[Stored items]
^^^^^^^^
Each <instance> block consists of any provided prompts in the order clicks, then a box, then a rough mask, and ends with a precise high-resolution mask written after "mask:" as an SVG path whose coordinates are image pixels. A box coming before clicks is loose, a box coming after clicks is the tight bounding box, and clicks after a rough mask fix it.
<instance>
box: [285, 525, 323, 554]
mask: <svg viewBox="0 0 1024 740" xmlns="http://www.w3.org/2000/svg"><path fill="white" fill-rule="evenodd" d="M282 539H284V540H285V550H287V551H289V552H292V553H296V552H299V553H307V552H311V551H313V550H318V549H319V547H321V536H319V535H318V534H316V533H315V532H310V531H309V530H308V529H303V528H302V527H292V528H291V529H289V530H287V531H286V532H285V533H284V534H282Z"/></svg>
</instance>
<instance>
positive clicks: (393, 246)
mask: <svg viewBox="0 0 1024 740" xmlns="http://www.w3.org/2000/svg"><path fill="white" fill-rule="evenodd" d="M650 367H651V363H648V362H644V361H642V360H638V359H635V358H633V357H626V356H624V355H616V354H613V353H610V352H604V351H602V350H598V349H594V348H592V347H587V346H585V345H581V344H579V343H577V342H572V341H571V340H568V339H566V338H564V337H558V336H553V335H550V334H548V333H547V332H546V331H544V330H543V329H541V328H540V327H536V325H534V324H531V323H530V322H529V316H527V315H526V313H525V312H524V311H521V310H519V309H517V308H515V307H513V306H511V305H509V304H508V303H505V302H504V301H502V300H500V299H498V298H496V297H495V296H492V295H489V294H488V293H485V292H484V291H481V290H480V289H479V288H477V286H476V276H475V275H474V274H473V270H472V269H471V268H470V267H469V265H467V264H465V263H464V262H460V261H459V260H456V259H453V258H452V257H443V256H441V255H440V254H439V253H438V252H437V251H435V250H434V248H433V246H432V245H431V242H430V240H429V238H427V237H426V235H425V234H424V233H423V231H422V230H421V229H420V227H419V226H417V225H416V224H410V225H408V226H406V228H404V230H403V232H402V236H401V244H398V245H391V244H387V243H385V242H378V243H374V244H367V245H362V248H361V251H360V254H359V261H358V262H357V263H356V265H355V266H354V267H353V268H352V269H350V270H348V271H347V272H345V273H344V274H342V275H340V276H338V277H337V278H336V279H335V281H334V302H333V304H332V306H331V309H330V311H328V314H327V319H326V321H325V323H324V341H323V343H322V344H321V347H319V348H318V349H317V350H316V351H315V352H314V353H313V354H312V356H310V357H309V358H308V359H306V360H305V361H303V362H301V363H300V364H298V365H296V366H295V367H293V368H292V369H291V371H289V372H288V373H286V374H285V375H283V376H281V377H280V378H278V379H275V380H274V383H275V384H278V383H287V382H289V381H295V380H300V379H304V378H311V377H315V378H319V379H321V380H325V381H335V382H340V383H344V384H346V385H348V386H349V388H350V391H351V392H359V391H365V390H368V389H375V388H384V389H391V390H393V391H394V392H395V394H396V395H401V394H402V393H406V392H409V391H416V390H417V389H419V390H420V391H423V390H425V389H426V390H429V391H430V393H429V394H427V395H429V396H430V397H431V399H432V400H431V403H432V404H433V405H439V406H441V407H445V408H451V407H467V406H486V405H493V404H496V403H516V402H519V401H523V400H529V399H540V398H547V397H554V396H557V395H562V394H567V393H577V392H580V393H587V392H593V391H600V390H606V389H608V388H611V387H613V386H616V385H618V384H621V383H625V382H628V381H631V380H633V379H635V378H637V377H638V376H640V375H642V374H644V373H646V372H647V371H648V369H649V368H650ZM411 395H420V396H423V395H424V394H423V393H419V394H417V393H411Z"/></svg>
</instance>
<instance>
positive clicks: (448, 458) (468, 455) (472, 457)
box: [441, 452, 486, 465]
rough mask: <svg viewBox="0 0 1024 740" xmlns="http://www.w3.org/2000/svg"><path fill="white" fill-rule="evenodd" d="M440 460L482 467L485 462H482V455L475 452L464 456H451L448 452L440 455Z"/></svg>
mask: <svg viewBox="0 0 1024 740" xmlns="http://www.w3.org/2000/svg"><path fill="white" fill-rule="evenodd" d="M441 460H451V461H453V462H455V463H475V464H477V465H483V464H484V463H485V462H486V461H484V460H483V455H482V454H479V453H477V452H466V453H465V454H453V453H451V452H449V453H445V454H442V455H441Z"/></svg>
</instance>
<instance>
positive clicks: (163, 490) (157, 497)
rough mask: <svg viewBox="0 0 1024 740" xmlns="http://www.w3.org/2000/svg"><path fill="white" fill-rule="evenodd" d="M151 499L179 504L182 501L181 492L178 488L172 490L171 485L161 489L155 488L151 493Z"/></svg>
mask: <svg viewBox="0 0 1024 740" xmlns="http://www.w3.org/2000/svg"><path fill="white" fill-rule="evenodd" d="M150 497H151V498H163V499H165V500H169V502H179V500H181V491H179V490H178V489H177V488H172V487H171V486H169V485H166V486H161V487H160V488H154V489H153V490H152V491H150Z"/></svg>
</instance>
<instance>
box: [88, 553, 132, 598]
^^^^^^^^
- **WHAT IS BEING ASKED**:
Exactly as written, output all of the entries.

- **ANSWER**:
Each <instance> block consists of any provided prompts in the order clicks, then a box, then a rough mask, and ends with a precise high-resolution mask written after "mask:" as an SVG path whose coordinates are image pixels. A box coming before clicks is loose, a box coming after clicks is the tight bounding box, and clicks after a rough mask fix it.
<instance>
box: [285, 525, 323, 554]
mask: <svg viewBox="0 0 1024 740" xmlns="http://www.w3.org/2000/svg"><path fill="white" fill-rule="evenodd" d="M282 539H284V540H285V550H287V551H289V552H292V553H296V552H299V553H307V552H311V551H313V550H318V549H319V547H321V536H319V535H318V534H316V533H315V532H310V531H309V530H308V529H303V528H302V527H292V528H291V529H289V530H287V531H286V532H285V533H284V534H282Z"/></svg>
</instance>
<instance>
positive clicks: (393, 246)
mask: <svg viewBox="0 0 1024 740" xmlns="http://www.w3.org/2000/svg"><path fill="white" fill-rule="evenodd" d="M650 367H651V363H648V362H644V361H642V360H638V359H635V358H633V357H626V356H624V355H616V354H613V353H610V352H604V351H602V350H598V349H594V348H592V347H587V346H585V345H581V344H579V343H577V342H572V341H571V340H568V339H566V338H564V337H558V336H553V335H550V334H548V333H547V332H546V331H544V330H543V329H541V328H540V327H536V325H534V324H531V323H530V322H529V316H527V315H526V313H525V312H524V311H521V310H519V309H517V308H515V307H513V306H511V305H509V304H508V303H505V302H504V301H502V300H500V299H498V298H496V297H495V296H492V295H489V294H488V293H485V292H484V291H481V290H480V289H479V288H477V286H476V276H475V275H474V274H473V270H472V269H471V268H470V267H469V265H467V264H465V263H464V262H460V261H459V260H456V259H453V258H452V257H443V256H441V255H440V254H439V253H438V252H437V251H435V250H434V248H433V246H432V245H431V242H430V240H429V238H427V237H426V235H425V234H424V233H423V231H422V230H421V229H420V227H419V226H417V225H416V224H410V225H408V226H406V228H404V230H403V232H402V236H401V244H398V245H391V244H387V243H385V242H378V243H374V244H367V245H362V248H361V251H360V254H359V261H358V262H357V263H356V265H355V266H354V267H353V268H352V269H350V270H348V271H347V272H345V273H344V274H342V275H340V276H338V277H337V278H336V279H335V281H334V302H333V304H332V306H331V309H330V311H328V314H327V319H326V321H325V323H324V341H323V343H322V344H321V347H319V348H318V349H317V350H316V351H315V352H314V353H313V354H312V356H310V357H309V358H308V359H306V360H305V361H303V362H301V363H300V364H298V365H296V366H295V367H293V368H292V369H291V371H289V372H288V373H286V374H285V375H283V376H281V377H280V378H278V379H275V380H274V383H275V384H278V383H287V382H289V381H295V380H300V379H304V378H311V377H315V378H319V379H321V380H325V381H335V382H340V383H344V384H346V385H348V386H349V388H350V391H351V392H359V391H365V390H368V389H375V388H384V389H391V390H393V391H394V392H395V394H396V395H401V394H402V393H406V392H409V391H416V390H417V389H419V390H420V391H423V390H425V389H426V390H429V391H430V393H429V394H427V395H429V396H430V397H431V399H432V400H431V403H432V404H433V405H439V406H441V407H445V408H451V407H467V406H486V405H493V404H496V403H516V402H519V401H523V400H529V399H540V398H547V397H554V396H557V395H562V394H567V393H577V392H580V393H587V392H593V391H600V390H606V389H608V388H611V387H613V386H616V385H618V384H621V383H625V382H628V381H631V380H633V379H635V378H637V377H638V376H640V375H642V374H644V373H646V372H647V371H648V369H649V368H650ZM411 395H420V396H423V395H424V394H423V393H419V394H417V393H411Z"/></svg>
</instance>
<instance>
positive clicks: (448, 458) (468, 455) (472, 457)
box: [441, 452, 486, 465]
rough mask: <svg viewBox="0 0 1024 740" xmlns="http://www.w3.org/2000/svg"><path fill="white" fill-rule="evenodd" d="M440 460L482 467L485 462H482V455L475 452L464 456H451L448 452L440 455Z"/></svg>
mask: <svg viewBox="0 0 1024 740" xmlns="http://www.w3.org/2000/svg"><path fill="white" fill-rule="evenodd" d="M441 460H451V461H453V462H455V463H475V464H477V465H483V464H484V463H485V462H486V461H484V460H483V455H482V454H479V453H477V452H466V453H465V454H453V453H451V452H449V453H445V454H442V455H441Z"/></svg>
</instance>
<instance>
positive clicks: (163, 490) (157, 497)
rough mask: <svg viewBox="0 0 1024 740" xmlns="http://www.w3.org/2000/svg"><path fill="white" fill-rule="evenodd" d="M151 499L179 504L182 501L181 492L178 488L172 490L171 485L161 489L155 488L151 493Z"/></svg>
mask: <svg viewBox="0 0 1024 740" xmlns="http://www.w3.org/2000/svg"><path fill="white" fill-rule="evenodd" d="M150 497H151V498H163V499H165V500H169V502H179V500H181V491H179V490H178V489H177V488H172V487H171V486H169V485H166V486H161V487H160V488H154V489H153V490H152V491H150Z"/></svg>
</instance>
<instance>
box: [88, 553, 132, 598]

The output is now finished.